**Data items**
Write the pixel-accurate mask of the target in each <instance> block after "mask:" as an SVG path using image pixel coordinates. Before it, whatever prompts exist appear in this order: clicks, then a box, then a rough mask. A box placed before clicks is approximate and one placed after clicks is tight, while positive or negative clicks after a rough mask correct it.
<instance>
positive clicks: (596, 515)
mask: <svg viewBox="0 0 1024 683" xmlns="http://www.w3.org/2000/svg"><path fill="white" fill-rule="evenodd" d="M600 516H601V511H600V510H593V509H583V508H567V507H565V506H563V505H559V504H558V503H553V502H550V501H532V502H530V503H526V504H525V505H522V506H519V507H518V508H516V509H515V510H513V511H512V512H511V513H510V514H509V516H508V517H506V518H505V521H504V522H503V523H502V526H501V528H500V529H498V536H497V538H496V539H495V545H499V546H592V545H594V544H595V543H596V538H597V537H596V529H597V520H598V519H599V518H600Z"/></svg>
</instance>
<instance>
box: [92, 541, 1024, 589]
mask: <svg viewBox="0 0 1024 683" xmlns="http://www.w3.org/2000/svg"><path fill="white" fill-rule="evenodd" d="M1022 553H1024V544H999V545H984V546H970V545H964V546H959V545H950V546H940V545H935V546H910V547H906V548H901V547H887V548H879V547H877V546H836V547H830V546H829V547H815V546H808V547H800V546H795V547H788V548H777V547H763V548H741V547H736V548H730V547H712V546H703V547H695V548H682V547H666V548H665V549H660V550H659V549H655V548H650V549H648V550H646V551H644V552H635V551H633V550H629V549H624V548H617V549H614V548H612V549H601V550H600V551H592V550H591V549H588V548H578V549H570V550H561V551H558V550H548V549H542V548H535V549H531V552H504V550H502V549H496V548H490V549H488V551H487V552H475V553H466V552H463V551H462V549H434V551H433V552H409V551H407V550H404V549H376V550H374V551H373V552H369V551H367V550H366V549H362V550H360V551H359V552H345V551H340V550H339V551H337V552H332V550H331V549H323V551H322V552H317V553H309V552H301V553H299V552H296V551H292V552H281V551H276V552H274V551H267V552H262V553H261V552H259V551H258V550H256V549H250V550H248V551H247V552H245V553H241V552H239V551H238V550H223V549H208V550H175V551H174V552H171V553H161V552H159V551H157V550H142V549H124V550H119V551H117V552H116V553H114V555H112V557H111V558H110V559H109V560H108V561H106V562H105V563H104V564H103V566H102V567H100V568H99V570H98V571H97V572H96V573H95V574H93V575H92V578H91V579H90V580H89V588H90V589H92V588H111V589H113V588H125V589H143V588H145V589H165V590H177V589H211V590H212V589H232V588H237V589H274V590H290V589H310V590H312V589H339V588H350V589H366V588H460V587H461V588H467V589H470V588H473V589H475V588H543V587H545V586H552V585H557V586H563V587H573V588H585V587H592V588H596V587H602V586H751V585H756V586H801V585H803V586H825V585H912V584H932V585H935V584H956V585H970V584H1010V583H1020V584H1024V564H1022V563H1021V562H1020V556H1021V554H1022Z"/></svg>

**Your objective**
None of the lines above may be skipped. Transcribe each one exactly.

**Written solution**
Write the pixel-accurate mask of the target in each <instance> block after "mask:" as an SVG path using image pixel coordinates. Before it, whatever prompts exist appear in this order: clicks, then a box, then a rough mask. A box placed before clicks is approximate and one placed after clicks is tight, while positive or negative clicks after a rough mask correct it.
<instance>
positive clicks: (596, 515)
mask: <svg viewBox="0 0 1024 683" xmlns="http://www.w3.org/2000/svg"><path fill="white" fill-rule="evenodd" d="M600 516H601V511H600V510H593V509H583V508H567V507H565V506H563V505H559V504H558V503H553V502H550V501H532V502H530V503H526V504H525V505H522V506H519V507H518V508H516V509H515V510H513V511H512V512H511V513H510V514H509V516H508V517H506V518H505V521H504V522H503V523H502V526H501V528H500V529H498V536H497V538H496V539H495V545H499V546H592V545H594V544H595V543H596V538H597V537H596V529H597V520H598V519H599V518H600Z"/></svg>
</instance>
<instance>
box: [92, 541, 1024, 589]
mask: <svg viewBox="0 0 1024 683" xmlns="http://www.w3.org/2000/svg"><path fill="white" fill-rule="evenodd" d="M1022 553H1024V544H999V545H984V546H970V545H964V546H959V545H950V546H940V545H935V546H910V547H906V548H901V547H887V548H879V547H877V546H836V547H830V546H829V547H815V546H808V547H800V546H795V547H788V548H777V547H763V548H741V547H736V548H730V547H712V546H703V547H695V548H682V547H666V548H665V549H660V550H659V549H655V548H650V549H648V550H646V551H644V552H635V551H633V550H629V549H624V548H617V549H614V548H612V549H601V550H600V551H592V550H591V549H588V548H578V549H570V550H561V551H558V550H548V549H542V548H535V549H531V552H504V550H502V549H496V548H490V549H488V551H487V552H475V553H466V552H463V551H462V549H434V551H433V552H409V551H407V550H404V549H376V550H374V551H373V552H369V551H367V550H366V549H362V550H360V551H359V552H345V551H340V550H339V551H337V552H332V550H331V549H323V551H322V552H317V553H309V552H301V553H299V552H296V551H292V552H281V551H276V552H274V551H267V552H262V553H261V552H259V551H258V550H256V549H250V550H248V551H247V552H245V553H241V552H239V551H238V550H223V549H208V550H175V551H174V552H171V553H161V552H159V551H157V550H142V549H124V550H119V551H117V552H116V553H114V555H112V557H111V558H110V559H109V560H108V561H106V562H105V563H104V564H103V566H102V567H100V568H99V570H98V571H97V572H96V573H95V574H93V575H92V578H91V579H90V580H89V588H90V589H92V588H111V589H113V588H125V589H143V588H145V589H165V590H177V589H211V590H212V589H232V588H237V589H274V590H290V589H310V590H312V589H339V588H350V589H366V588H460V587H461V588H467V589H470V588H473V589H475V588H543V587H545V586H552V585H557V586H563V587H573V588H585V587H592V588H596V587H602V586H751V585H756V586H801V585H803V586H825V585H912V584H932V585H935V584H956V585H970V584H1010V583H1020V584H1024V564H1022V563H1021V562H1020V556H1021V554H1022Z"/></svg>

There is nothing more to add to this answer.